Records excerpted from a collection:
==============================

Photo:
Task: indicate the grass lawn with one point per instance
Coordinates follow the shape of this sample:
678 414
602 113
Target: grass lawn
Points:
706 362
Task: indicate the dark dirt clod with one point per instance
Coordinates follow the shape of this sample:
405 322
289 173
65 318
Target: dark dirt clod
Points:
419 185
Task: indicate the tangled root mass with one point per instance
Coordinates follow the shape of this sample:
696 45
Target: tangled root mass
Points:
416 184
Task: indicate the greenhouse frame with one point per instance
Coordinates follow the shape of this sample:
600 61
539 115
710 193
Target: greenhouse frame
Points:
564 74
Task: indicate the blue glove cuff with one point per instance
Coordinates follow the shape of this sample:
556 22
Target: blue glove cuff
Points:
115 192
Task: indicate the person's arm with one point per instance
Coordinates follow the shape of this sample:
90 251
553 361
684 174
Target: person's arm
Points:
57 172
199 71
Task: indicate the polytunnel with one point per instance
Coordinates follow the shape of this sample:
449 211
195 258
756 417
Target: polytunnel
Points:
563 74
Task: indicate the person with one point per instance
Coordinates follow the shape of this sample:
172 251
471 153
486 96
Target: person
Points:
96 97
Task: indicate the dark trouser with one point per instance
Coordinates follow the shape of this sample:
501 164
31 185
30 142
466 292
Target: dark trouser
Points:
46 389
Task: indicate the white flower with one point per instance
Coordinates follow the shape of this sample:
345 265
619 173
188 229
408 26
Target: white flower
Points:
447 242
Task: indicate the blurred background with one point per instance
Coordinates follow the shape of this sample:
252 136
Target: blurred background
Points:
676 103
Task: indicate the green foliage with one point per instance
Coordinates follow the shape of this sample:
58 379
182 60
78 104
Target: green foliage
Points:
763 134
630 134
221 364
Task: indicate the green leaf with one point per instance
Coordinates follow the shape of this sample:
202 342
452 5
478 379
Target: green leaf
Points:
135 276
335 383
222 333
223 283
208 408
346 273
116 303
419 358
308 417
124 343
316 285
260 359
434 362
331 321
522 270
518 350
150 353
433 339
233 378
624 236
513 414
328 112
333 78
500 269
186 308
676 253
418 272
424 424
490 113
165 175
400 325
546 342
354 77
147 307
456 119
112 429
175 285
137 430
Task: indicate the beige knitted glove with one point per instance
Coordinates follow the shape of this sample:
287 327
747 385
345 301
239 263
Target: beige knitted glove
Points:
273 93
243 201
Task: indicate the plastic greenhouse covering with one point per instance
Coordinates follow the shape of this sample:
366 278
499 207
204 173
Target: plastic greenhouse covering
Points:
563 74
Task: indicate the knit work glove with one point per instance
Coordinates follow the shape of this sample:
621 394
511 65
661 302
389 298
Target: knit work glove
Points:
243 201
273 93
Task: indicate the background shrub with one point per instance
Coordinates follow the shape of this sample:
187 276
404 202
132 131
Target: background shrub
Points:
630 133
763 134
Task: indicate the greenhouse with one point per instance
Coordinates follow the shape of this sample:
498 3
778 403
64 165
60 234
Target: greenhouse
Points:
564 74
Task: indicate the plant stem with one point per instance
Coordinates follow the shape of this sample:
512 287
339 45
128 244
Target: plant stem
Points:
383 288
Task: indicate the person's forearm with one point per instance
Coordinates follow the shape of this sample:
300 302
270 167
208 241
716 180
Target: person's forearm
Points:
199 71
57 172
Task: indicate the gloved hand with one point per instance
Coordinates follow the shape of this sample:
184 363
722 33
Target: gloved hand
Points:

==============================

For this exercise, output all the data exactly as shown above.

Photo:
Task: indicate the grass lawn with one point per instance
Coordinates follow the shape of this sample:
678 414
602 113
Target: grass lawn
Points:
706 362
Task: indicate the dark dirt clod with one point per instance
Coordinates follow the shape of this sample:
405 322
289 173
65 318
Target: dark dirt clod
Points:
419 185
Task: indicate the tangled root mass with one point per instance
Coordinates follow the shape of this sample:
696 45
Target: tangled root mass
Points:
416 184
Task: indicate the greenhouse frame with one point per instance
Coordinates follow the shape of this sample:
600 61
539 115
710 193
Target: greenhouse frame
Points:
564 74
Task: indicate the blue glove cuff with one point per instance
Coordinates follow the shape of this sample:
556 22
Target: blue glove cuff
Points:
115 192
Task: indicate the person's arm with one point per instance
Coordinates follow the shape of this sample:
90 251
553 361
684 174
Target: person's arm
Points:
57 172
199 71
Task: indicate the polytunnel with one point per instance
Coordinates follow the shape of this sample:
449 211
195 258
756 417
Target: polytunnel
Points:
563 74
Task: indicate the person with one point per instance
Coordinates follow the shape of this sample:
172 251
471 153
486 96
Target: person
Points:
96 97
Task: indicate the dark trouser with one point per instance
Coordinates follow the shape of this sample:
501 164
31 185
30 142
466 292
Target: dark trouser
Points:
46 389
Task: indicate the white flower with one point per instance
Coordinates follow the shape of this sample:
345 265
619 173
188 229
408 26
Target: white flower
Points:
447 242
Task: indicate the blurred background with one point per instance
Coordinates follow the shape of this sample:
252 136
Target: blurred background
Points:
676 103
Task: indicate the green foliage with one point per instance
Coordinates follow the shape of this sample:
58 379
182 60
78 104
Target: green foliage
Points:
763 134
630 134
221 364
Task: indicate the green leaf with one point per instance
Coordinates follow the shape of this sample:
202 342
452 5
478 379
Target: green leaf
Points:
135 276
335 383
222 333
223 283
208 408
346 273
116 303
419 358
308 417
124 343
316 285
260 359
434 362
331 321
522 270
518 350
150 353
433 339
233 378
624 236
513 414
328 112
333 78
500 269
186 308
676 253
418 272
424 424
490 113
165 175
400 325
546 342
354 77
147 307
456 119
112 429
175 285
137 430
Task: indicate the beige knitted glove with one point per instance
Coordinates follow the shape of this sample:
287 327
747 385
345 301
239 263
Target: beige knitted glove
Points:
273 93
243 201
Task: indicate the plastic greenhouse covering with one point per instance
Coordinates follow the shape of this sample:
366 278
499 207
204 173
Target: plastic greenhouse covering
Points:
563 74
Task: indicate the knit work glove with one point per instance
Coordinates follow the shape of this sample:
621 394
511 65
661 302
389 298
Target: knit work glove
Points:
243 201
273 93
Task: indicate the background shrub with one point per instance
Coordinates follow the shape of this sample:
187 276
404 202
132 131
Target: background shrub
Points:
630 133
763 134
Task: indicate the greenhouse with one point per instance
Coordinates follow the shape of this sample:
498 3
778 403
64 165
60 234
Target: greenhouse
Points:
564 74
Task: indicate the plant stem with one point per instance
Coordinates follow the shape of this sample:
512 287
339 45
128 244
Target: plant stem
Points:
383 288
Task: indicate the person's forearm with one point per instance
Coordinates follow the shape of this sample:
300 302
270 167
208 241
716 180
Target: person's forearm
Points:
199 71
57 172
Task: indicate the gloved hand with one point per instance
Coordinates follow the shape of this sample:
184 363
722 33
Target: gloved hand
Points:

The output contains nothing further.